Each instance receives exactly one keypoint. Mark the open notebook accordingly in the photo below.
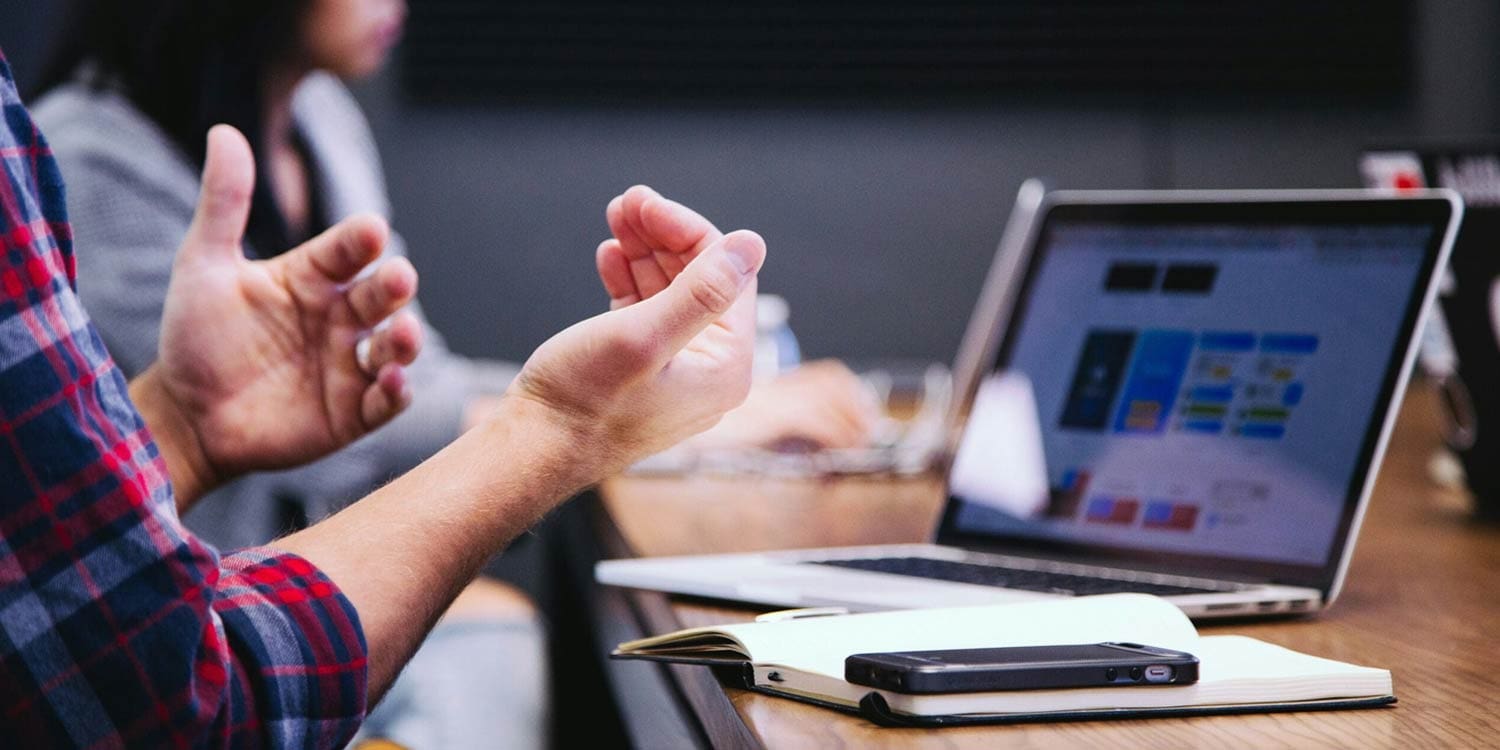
(803, 659)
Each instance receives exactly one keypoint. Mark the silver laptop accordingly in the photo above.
(1181, 393)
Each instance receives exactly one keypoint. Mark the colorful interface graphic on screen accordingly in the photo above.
(1196, 389)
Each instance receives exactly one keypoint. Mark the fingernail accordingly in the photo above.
(741, 254)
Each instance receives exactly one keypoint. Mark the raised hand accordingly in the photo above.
(258, 357)
(675, 350)
(821, 405)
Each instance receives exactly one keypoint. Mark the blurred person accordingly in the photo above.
(126, 104)
(122, 627)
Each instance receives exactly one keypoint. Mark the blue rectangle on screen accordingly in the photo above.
(1155, 374)
(1212, 393)
(1289, 344)
(1226, 341)
(1100, 507)
(1263, 431)
(1157, 512)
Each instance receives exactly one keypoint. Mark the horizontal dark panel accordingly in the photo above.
(470, 50)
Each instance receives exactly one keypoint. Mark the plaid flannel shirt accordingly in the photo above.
(116, 626)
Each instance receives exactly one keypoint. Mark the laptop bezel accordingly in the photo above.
(1439, 209)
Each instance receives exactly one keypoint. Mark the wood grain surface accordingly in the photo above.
(1422, 599)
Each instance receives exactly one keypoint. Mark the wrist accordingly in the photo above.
(558, 446)
(188, 465)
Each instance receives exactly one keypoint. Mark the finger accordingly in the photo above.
(384, 291)
(614, 270)
(624, 227)
(645, 276)
(387, 396)
(224, 201)
(341, 252)
(648, 276)
(675, 228)
(672, 263)
(398, 342)
(704, 293)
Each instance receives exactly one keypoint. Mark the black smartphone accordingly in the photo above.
(1022, 668)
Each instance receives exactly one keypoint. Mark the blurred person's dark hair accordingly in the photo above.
(188, 65)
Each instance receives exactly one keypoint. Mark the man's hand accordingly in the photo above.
(821, 405)
(672, 354)
(665, 363)
(258, 365)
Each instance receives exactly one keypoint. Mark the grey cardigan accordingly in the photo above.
(131, 195)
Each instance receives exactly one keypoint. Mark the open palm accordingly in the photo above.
(260, 356)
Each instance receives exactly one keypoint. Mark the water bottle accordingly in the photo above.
(776, 348)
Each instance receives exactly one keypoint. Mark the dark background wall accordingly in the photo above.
(881, 219)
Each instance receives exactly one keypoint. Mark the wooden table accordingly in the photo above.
(1422, 599)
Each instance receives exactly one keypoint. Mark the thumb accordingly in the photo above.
(704, 293)
(224, 201)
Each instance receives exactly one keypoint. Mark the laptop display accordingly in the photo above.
(1178, 393)
(1194, 384)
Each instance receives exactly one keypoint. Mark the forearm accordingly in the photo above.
(404, 552)
(186, 464)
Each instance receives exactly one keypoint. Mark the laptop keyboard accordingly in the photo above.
(1046, 581)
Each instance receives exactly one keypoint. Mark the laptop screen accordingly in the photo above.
(1194, 384)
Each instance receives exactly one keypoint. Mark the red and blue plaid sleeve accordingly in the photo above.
(117, 627)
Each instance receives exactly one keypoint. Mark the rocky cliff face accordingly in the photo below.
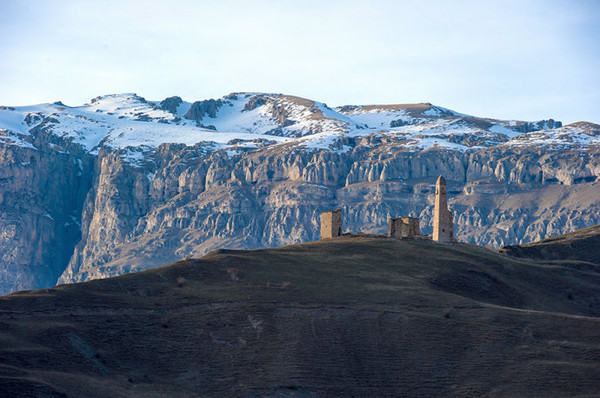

Task to carry out -> Exclude the pictures. Write out the remaining data exactly.

Exercise answer ->
Each instance receives exactly one keypoint. Mark the open notebook accordingly in the photo below.
(803, 659)
Each instance receives exactly one keypoint. Mark the silver laptop accordingly in the photo above.
(1181, 393)
Each instance receives exactly one keypoint. Mark the colorful interface graphic on screen accordingly in the photo above.
(1196, 389)
Each instance receives exactly one keypoint. Mark the fingernail accordingly in the photo above.
(741, 254)
Each instance receives exactly one keypoint. Mark the raised hand accordingly in the photo above.
(258, 357)
(675, 350)
(821, 405)
Each instance receives exactly one keypoint. Mark the blurred person accordingly in the photo above.
(126, 104)
(122, 627)
Each instance receives exactly one keypoint. Mark the blue rectangle on screen accordingly in the photo above.
(1155, 374)
(1212, 393)
(1289, 344)
(1226, 341)
(1100, 507)
(1263, 431)
(1157, 512)
Each instance receives exactly one keypoint. Mark the horizontal dark panel accordingly in the photo above.
(470, 50)
Each instance receives exactly one keypoint. Mark the plaid flannel shirt accordingly in the photo above.
(116, 626)
Each instance receives exactly one keypoint. Mark the laptop bezel accordingly in the photo above.
(1439, 209)
Each instance receives exactly one keypoint. Mark the wood grain surface accordingly in the photo above.
(1422, 599)
Each instance receives exactly one keypoint. Mark the wrist accordingly in the photo above.
(558, 446)
(188, 465)
Each instance receives exactly one keypoint. Mark the finger accordingly in the photo above.
(384, 291)
(614, 270)
(624, 227)
(645, 276)
(387, 396)
(224, 201)
(341, 252)
(648, 276)
(675, 228)
(672, 263)
(398, 342)
(704, 293)
Each instance receives exactly one keypoint. Mark the black smartphone accordingly in the photo above.
(1022, 668)
Each instance receives exactly one keypoint. Mark the blurred person's dark hair accordingly in the photo above.
(188, 65)
Each instance receives exactly one keypoint. Mark the man's hand accordingly in the photo above.
(821, 405)
(672, 354)
(665, 363)
(258, 365)
Each instance receives exactly one keypoint. Mark the grey cardigan accordingly in the photo above.
(131, 195)
Each instance receives exactly one keypoint. Mark the open palm accordingly in the photo above.
(260, 356)
Each instance receives exactly one keypoint. Mark the water bottle accordingly in the photo above.
(776, 348)
Each instance receives exactly one keypoint. Mark the dark background wall accordingly in the photo above.
(881, 219)
Each instance receives exactly one keypoint. Mark the wooden table accordingly in the photo above.
(1422, 599)
Each instance receives exactly one keypoint. Mark the thumb accordingly in the photo above.
(704, 293)
(224, 201)
Each instance receives exactly one keypoint. Mark the laptop display accordingly in the photo above.
(1178, 393)
(1194, 384)
Each instance receives exactly one keypoint. Mark the forearm accordingly in the photo above.
(404, 552)
(186, 464)
Each instance receives exactly one keypoint. Mark the laptop keyboard accordingly in the photo above.
(1046, 581)
Each instance receives exactly one keypoint. Mark the laptop screen accordingly in the photo above.
(1194, 384)
Each instance receives exactly one keypoint. Mark the red and blue plaid sleeve accordingly in the photo above.
(117, 627)
Each instance receives exactly one keypoint. Mark the rocky cliff face accordingly in the photo below.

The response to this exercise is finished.